#### [TASK GOAL]
Edit the passage on hiring at S&P 100 companies: give its text from "Hispanic individuals comprised" up to and including "2020, Bloomberg found.", with "added workers" changed to "new hires".

#### [QUOTED PASSAGE]
· · · ·

That finding comes from a new analysis of 88 workforce demographic reports submitted to the U.S. Equal Employment Opportunity Commission by S&P 100 companies like Apple, Walmart and Amazon.

Hispanic individuals comprised 40% of the added workers, the most of any group. Black and Asian people accounted for 23% and 22% of the net change from 2020, Bloomberg found.

White workers accounted for just 6% of the headcount increase or about 20,500 jobs.

Bloomberg noted that the most significant shift happened in lower-paying job categories, like sales workers and admins, but there were some notable gains further up the ladder.

“The share of executive, managerial and professional roles held by people of color increased by about 2 percentage points compared with 2020 — more than double the average annual gains at big and mid-sized US companies in previous years,” the article said.

The numbers suggest major companies are following through on promises they made to address racial imbalances in the workplace after widespread protests in 2020.

· · · ·

#### [EXTRACTED DATA]
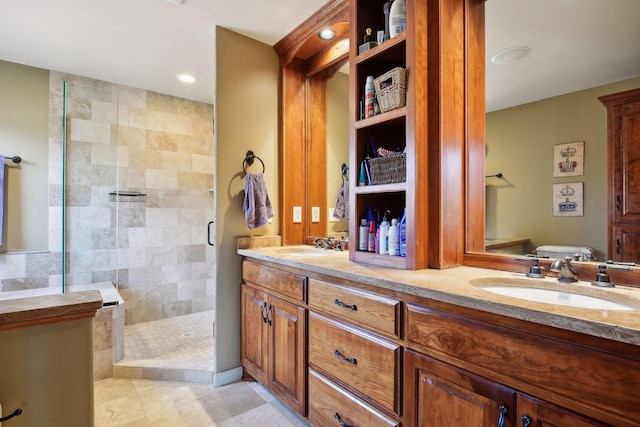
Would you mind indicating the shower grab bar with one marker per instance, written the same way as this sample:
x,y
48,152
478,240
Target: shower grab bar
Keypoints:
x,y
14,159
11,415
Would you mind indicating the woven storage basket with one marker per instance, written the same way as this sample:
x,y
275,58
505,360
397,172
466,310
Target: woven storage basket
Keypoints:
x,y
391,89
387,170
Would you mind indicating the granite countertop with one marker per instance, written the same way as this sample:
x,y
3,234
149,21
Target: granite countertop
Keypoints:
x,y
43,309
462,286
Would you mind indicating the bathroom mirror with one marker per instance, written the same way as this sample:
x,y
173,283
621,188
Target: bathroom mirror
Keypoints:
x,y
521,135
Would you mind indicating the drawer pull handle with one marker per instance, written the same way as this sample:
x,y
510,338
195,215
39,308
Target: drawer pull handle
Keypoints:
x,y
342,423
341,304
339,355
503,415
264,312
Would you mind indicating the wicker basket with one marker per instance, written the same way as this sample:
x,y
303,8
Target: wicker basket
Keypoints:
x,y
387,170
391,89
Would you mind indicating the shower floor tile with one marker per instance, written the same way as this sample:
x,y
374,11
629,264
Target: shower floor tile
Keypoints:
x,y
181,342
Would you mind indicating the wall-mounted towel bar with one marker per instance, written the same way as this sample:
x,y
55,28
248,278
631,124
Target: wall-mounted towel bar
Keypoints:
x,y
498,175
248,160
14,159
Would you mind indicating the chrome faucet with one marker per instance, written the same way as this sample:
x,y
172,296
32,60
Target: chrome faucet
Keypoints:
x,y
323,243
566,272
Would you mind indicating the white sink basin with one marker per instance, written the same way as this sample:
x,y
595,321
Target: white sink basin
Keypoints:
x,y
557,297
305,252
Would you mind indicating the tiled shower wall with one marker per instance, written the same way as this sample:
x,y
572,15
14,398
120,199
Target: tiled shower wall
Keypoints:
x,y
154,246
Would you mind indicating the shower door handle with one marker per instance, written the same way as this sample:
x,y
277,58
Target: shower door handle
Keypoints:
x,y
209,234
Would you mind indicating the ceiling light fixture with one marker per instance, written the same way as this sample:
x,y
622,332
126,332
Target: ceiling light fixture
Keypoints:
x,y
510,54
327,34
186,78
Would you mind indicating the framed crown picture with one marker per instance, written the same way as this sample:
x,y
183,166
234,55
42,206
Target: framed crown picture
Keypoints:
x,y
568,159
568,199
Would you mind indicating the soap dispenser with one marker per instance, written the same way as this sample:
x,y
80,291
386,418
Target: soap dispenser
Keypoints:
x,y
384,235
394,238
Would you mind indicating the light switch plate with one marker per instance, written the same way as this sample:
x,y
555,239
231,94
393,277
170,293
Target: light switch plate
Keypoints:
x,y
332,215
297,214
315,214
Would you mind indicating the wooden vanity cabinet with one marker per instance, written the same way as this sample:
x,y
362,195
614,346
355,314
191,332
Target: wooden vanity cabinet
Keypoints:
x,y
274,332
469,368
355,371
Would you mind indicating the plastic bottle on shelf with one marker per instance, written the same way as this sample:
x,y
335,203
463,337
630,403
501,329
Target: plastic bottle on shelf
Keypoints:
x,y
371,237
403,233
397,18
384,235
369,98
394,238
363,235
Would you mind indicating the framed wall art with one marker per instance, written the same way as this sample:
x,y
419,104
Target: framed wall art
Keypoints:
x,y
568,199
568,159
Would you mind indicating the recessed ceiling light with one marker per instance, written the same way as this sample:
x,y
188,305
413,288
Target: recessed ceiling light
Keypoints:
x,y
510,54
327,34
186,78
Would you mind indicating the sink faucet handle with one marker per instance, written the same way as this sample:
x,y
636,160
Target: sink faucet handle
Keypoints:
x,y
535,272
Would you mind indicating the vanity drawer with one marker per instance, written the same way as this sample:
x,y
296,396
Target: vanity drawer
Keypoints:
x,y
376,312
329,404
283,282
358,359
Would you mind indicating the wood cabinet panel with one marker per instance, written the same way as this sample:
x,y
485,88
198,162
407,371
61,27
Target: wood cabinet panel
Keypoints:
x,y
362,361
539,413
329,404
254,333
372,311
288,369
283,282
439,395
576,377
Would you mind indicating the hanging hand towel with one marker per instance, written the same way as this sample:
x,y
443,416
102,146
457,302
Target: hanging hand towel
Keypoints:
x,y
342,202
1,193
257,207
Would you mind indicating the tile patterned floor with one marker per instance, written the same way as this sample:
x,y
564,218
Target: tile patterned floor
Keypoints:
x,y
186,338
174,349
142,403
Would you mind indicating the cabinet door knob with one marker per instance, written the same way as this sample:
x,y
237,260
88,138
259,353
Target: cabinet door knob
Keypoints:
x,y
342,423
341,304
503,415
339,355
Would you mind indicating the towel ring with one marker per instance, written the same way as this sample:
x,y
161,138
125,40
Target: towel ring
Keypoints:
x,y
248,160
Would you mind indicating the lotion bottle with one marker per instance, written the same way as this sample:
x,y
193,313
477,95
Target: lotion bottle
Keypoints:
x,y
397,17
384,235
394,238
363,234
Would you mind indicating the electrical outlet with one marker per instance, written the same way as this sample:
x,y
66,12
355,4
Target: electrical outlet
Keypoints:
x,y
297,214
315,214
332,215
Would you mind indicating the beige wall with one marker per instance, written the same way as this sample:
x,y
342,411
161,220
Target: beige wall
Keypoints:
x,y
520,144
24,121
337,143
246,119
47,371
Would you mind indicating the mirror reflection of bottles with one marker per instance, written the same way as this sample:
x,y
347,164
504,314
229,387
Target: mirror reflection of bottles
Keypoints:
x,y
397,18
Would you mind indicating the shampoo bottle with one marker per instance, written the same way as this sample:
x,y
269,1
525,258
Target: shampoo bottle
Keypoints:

· · · ·

#### [SOLUTION FOR THIS PROBLEM]
Hispanic individuals comprised 40% of the new hires, the most of any group. Black and Asian people accounted for 23% and 22% of the net change from 2020, Bloomberg found.